CHALLENGE: Copy every line of the items below word for word, leaving out the pictures.

* * * *

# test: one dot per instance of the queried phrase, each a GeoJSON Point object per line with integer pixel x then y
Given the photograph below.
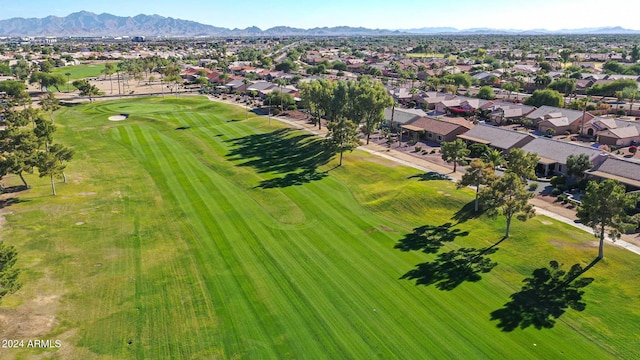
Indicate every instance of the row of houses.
{"type": "Point", "coordinates": [552, 153]}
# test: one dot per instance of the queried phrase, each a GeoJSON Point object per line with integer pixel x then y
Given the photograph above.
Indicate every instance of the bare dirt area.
{"type": "Point", "coordinates": [34, 318]}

* * * *

REPLY TO THE TASK:
# test: one dot per instance of the queried phrase, each a GeoJSON Point object per line with integer pixel x then y
Given the photograph below.
Indicate every instance of the row of houses.
{"type": "Point", "coordinates": [552, 153]}
# test: one dot per instance of the queried phrase, each a GeoJSON Point object per line with integer pixel x then y
Given the photograph above.
Indicate every instance of the bare dirt area.
{"type": "Point", "coordinates": [34, 318]}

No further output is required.